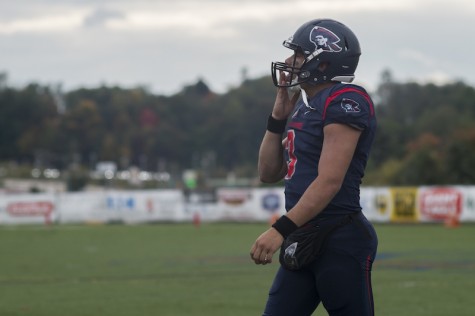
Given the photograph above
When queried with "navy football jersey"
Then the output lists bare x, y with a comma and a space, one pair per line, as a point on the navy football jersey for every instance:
344, 104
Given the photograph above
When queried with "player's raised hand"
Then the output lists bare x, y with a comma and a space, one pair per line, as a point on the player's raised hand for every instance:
284, 103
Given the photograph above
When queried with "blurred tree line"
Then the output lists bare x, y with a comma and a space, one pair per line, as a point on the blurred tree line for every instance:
426, 133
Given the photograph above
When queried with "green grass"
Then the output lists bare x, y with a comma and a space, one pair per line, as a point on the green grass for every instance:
178, 269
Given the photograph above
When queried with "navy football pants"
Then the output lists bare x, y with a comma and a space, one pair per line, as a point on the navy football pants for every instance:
340, 278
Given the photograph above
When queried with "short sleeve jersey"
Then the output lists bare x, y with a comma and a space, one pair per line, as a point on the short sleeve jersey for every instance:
342, 104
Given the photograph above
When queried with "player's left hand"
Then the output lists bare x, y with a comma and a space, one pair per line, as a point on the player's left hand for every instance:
265, 246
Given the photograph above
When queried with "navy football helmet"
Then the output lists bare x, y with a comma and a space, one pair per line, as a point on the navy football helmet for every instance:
321, 41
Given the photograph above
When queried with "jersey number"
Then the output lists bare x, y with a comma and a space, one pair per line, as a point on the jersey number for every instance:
290, 146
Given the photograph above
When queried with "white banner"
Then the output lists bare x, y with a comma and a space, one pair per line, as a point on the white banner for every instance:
425, 204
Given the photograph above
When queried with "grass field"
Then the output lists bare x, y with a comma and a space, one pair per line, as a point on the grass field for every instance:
178, 269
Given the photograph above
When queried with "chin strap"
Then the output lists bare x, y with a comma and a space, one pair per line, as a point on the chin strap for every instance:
305, 100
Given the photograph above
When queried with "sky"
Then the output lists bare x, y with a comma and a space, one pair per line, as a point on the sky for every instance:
164, 45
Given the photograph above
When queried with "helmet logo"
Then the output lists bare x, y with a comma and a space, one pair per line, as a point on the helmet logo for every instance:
325, 39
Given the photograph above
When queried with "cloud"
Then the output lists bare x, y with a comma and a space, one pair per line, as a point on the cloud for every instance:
419, 57
101, 17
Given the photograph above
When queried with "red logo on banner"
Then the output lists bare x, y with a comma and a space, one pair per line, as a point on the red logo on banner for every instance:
31, 209
441, 203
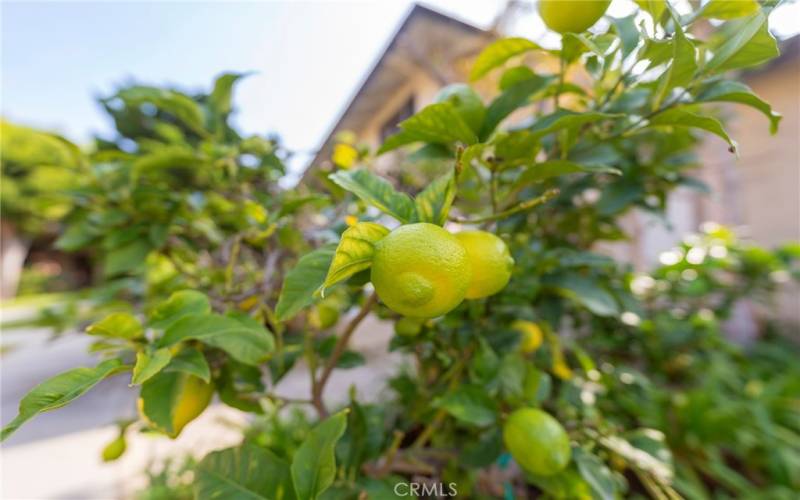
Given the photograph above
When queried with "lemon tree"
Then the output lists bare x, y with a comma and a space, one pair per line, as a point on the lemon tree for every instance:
532, 365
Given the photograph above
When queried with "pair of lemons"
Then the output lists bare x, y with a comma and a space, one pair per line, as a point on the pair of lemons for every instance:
423, 271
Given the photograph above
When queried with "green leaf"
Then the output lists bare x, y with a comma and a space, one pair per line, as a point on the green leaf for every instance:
117, 325
731, 91
148, 364
512, 98
244, 342
728, 9
629, 35
683, 67
554, 168
220, 99
179, 304
59, 391
498, 52
653, 7
314, 464
170, 400
377, 192
434, 202
190, 361
596, 473
587, 292
245, 472
439, 123
567, 119
680, 117
470, 404
303, 281
749, 43
354, 252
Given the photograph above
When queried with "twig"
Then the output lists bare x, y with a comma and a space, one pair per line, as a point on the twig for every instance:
521, 207
341, 344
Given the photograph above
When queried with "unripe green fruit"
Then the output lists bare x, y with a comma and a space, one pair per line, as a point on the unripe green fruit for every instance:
537, 441
571, 16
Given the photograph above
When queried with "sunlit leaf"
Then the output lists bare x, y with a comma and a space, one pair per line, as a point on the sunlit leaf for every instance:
59, 391
377, 192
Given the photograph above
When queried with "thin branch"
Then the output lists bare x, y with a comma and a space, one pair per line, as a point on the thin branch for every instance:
521, 207
338, 350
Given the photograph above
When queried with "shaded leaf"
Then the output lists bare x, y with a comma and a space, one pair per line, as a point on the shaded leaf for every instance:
244, 342
314, 465
434, 202
148, 364
117, 325
470, 404
377, 192
354, 252
245, 472
303, 281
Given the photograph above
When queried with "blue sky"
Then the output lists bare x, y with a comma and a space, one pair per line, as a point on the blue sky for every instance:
309, 57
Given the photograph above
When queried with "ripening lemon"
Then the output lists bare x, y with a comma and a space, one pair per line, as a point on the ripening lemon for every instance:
537, 441
571, 16
420, 270
491, 263
531, 335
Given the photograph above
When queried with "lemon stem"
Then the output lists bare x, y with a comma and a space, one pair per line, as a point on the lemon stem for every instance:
521, 207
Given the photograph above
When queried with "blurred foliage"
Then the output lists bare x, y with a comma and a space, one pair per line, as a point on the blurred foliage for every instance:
218, 280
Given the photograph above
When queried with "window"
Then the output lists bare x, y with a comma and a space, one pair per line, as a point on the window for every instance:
405, 111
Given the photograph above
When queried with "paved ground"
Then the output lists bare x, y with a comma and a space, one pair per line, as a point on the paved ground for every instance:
57, 455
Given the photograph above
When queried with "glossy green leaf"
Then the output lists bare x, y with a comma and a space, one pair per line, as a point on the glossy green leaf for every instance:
117, 325
439, 123
748, 43
596, 473
434, 202
148, 364
59, 391
514, 97
588, 292
354, 252
498, 52
470, 404
245, 472
303, 280
567, 119
377, 192
314, 464
244, 342
179, 304
728, 9
680, 117
554, 168
731, 91
190, 361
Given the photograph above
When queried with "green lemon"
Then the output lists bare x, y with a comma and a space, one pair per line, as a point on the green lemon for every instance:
420, 270
531, 335
571, 16
491, 263
467, 102
537, 441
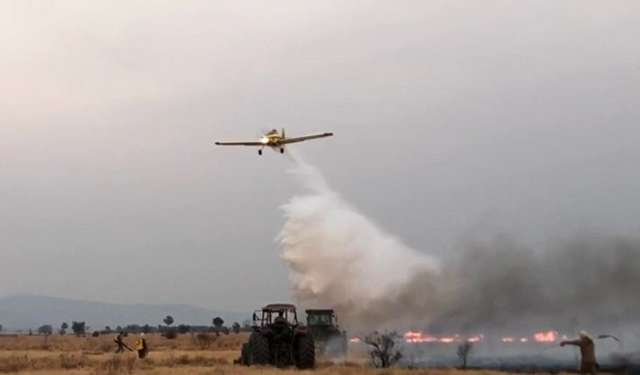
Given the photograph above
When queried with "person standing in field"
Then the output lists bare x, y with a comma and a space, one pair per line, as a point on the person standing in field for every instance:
120, 342
588, 364
141, 347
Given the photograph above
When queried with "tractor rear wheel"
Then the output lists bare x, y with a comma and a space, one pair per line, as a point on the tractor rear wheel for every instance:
258, 350
305, 352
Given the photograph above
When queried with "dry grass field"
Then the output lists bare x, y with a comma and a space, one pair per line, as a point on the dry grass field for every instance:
185, 355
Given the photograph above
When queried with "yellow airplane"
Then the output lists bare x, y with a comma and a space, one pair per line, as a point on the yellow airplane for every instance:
274, 140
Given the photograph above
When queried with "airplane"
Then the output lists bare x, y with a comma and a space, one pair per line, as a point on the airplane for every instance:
275, 140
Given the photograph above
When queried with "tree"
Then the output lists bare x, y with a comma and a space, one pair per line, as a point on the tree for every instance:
382, 350
63, 328
78, 328
168, 320
464, 349
46, 329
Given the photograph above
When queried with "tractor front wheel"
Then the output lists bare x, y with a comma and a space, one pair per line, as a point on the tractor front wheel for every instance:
258, 350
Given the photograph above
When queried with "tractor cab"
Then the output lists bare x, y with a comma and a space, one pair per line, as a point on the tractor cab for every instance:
325, 317
277, 313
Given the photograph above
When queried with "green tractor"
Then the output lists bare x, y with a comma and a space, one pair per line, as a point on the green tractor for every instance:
330, 340
277, 339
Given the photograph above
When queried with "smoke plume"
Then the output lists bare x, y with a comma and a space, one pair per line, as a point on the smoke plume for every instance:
340, 259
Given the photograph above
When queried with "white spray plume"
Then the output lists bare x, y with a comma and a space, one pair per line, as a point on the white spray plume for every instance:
339, 258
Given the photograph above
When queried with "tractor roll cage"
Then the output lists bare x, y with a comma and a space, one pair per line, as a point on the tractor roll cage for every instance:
265, 317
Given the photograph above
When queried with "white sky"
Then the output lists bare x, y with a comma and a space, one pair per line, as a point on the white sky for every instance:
452, 119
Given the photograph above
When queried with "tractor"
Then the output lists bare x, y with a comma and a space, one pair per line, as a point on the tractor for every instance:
330, 340
278, 339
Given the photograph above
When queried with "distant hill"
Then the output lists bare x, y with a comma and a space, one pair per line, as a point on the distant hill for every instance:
27, 311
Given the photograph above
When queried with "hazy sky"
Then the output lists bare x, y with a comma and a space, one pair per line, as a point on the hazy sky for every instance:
452, 119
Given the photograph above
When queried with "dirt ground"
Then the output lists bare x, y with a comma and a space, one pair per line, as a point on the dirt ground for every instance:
72, 355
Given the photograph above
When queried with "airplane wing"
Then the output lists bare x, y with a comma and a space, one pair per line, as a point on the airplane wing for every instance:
239, 143
306, 138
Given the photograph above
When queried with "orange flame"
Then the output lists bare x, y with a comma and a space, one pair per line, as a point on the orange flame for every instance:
546, 337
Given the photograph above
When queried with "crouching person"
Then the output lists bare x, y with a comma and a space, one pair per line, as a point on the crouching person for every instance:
588, 364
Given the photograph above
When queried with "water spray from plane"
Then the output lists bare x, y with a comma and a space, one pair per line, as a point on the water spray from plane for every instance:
339, 258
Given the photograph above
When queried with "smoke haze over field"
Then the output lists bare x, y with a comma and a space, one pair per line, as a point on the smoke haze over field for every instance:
339, 258
453, 119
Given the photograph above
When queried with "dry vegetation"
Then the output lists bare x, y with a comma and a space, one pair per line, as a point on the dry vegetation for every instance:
72, 355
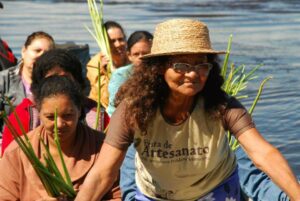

* _Task item_:
In the listing above, find the line containing "on the dirt" and restate it and every later line verbatim, with the pictures left out.

* _Result_:
Then the output lists bare x, y with a comma and a space, one pair per line, as a point on the dirt ground for every instance:
72, 355
Given the photograph above
When queried with "airplane wing"
Then the output lists bare x, y with a comma and a space, one pair per line, as a point on the airplane wing for every instance:
239, 143
306, 138
Given the photograph above
When queried with "orange flame"
Then the output lists bare x, y with a comma and a space, one pair per line, as a point on the orange flame for every instance:
546, 337
Given the photograph above
When queried with "crouching person"
Then the output lists bare x, y with a comma and a space, one pair per line, as a point on the crouching person for every instance:
588, 364
Given the photograph above
When queried with "water spray from plane"
Then the output lists bare x, y with a comma and a space, one pair per line, as a point on the water spray from plane for every instance:
339, 258
Given the photograph above
When queried with "smoke haze over field"
Then the output lists bare x, y with a comma and a space, one pair per line, as a point on the smoke haze over field for every instance:
339, 258
453, 119
Given the photograph above
When queried with "dry vegetation"
Then the output lists bare x, y with a comma and a space, one pair per line, as a point on the dry vegetation for every instance:
72, 355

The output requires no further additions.